Dans quelques semaines, Jean-Pierre pourrait bien quitter l'aide sociale. L'ancien toxicomane de 40 ans est abstinent depuis près d'un an. Il suit actuellement une formation d'aide-cuisinier dans un centre de réinsertion sociale. Mais voilà, la Maison l'Exode où il réside pourrait bien fermer ses portes si les changements à l'aide sociale proposés par la ministre Agnès Maltais deviennent réalité en juin.

C'est là tout le paradoxe de la réforme proposée par la ministre: elle ferait carrément fermer les sept centres, disséminés à travers le Québec, qui constituent la dernière étape des thérapies de réhabilitation pour les toxicomanes: les centres de réinsertion sociale. Ceux où les ex-toxicomanes apprennent un métier qui leur permettra enfin de quitter... l'aide sociale.

————————

## Consigne
Dans le texte sur la réforme de l'aide sociale, quelle formation Jean-Pierre suit-il en ce moment ? Les lignes qui suivent ne servent à rien ici.

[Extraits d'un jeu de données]

————————

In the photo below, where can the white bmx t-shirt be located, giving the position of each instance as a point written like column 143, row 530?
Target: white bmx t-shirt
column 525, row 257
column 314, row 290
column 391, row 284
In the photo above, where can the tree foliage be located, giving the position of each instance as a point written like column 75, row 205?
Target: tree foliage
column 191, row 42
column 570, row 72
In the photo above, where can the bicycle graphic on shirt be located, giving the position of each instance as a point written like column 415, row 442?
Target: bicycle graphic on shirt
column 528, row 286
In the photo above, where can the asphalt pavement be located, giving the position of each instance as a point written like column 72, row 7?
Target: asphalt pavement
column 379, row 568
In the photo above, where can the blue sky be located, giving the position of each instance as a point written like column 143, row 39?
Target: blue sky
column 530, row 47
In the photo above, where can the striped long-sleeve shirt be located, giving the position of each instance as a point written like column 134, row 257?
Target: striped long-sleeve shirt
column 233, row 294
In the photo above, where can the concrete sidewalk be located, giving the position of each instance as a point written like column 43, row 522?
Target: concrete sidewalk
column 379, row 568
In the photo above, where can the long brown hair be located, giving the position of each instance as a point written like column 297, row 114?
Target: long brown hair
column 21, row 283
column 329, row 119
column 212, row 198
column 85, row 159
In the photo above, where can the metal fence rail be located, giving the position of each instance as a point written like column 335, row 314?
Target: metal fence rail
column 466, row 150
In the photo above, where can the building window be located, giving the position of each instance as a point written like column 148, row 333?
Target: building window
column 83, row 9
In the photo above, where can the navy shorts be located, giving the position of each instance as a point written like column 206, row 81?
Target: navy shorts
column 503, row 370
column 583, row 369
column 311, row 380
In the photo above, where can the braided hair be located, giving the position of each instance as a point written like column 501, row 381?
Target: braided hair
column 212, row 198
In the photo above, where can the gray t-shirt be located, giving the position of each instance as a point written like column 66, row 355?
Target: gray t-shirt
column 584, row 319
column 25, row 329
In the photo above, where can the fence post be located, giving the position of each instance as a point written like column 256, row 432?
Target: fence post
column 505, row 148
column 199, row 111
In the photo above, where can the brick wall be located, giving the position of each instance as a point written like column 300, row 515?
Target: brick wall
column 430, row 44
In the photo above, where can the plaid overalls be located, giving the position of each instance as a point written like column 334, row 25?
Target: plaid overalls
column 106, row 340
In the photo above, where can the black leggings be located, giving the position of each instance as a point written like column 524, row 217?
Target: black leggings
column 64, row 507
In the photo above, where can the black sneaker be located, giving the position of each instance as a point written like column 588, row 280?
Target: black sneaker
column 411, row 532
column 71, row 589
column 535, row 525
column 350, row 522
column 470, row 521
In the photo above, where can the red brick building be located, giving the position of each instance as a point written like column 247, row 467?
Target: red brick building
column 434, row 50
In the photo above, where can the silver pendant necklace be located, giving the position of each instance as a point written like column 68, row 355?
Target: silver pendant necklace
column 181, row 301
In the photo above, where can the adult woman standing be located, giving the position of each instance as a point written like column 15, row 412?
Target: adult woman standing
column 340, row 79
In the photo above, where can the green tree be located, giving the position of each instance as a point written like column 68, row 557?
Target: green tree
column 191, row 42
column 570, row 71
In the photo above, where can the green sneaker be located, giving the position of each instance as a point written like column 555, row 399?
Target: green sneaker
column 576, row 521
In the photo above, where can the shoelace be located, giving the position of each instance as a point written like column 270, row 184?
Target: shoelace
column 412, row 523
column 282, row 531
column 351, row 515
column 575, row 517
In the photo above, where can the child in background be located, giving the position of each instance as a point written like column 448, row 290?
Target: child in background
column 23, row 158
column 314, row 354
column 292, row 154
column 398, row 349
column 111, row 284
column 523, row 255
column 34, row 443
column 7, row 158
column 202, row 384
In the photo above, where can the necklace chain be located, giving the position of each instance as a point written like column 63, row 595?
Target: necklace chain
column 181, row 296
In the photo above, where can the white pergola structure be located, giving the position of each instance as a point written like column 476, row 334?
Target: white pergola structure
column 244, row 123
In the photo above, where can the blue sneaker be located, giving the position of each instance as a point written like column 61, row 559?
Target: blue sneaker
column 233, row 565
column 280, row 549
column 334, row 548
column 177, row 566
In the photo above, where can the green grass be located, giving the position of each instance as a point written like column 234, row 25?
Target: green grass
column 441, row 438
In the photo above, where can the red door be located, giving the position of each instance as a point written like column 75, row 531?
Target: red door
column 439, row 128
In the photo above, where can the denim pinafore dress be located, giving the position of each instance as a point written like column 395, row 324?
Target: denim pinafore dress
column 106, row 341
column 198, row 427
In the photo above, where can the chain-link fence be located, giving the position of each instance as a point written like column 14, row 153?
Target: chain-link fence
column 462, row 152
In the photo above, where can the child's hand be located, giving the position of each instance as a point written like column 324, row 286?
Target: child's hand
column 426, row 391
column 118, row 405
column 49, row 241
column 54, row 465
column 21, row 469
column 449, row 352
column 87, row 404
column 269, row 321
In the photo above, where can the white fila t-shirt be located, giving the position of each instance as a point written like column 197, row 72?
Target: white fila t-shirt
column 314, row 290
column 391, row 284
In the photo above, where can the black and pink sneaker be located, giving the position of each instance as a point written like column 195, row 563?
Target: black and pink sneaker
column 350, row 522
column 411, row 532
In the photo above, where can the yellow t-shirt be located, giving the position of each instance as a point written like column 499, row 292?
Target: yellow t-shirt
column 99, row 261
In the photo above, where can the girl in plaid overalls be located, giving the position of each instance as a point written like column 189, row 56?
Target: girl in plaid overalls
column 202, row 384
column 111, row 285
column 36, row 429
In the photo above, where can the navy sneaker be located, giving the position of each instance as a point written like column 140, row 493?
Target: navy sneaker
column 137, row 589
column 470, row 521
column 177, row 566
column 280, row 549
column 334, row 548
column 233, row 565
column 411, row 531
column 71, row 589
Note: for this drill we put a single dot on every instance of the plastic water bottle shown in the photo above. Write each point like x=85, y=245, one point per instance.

————————

## Réponse attendue
Une formation d'aide-cuisinier dans un centre de réinsertion sociale.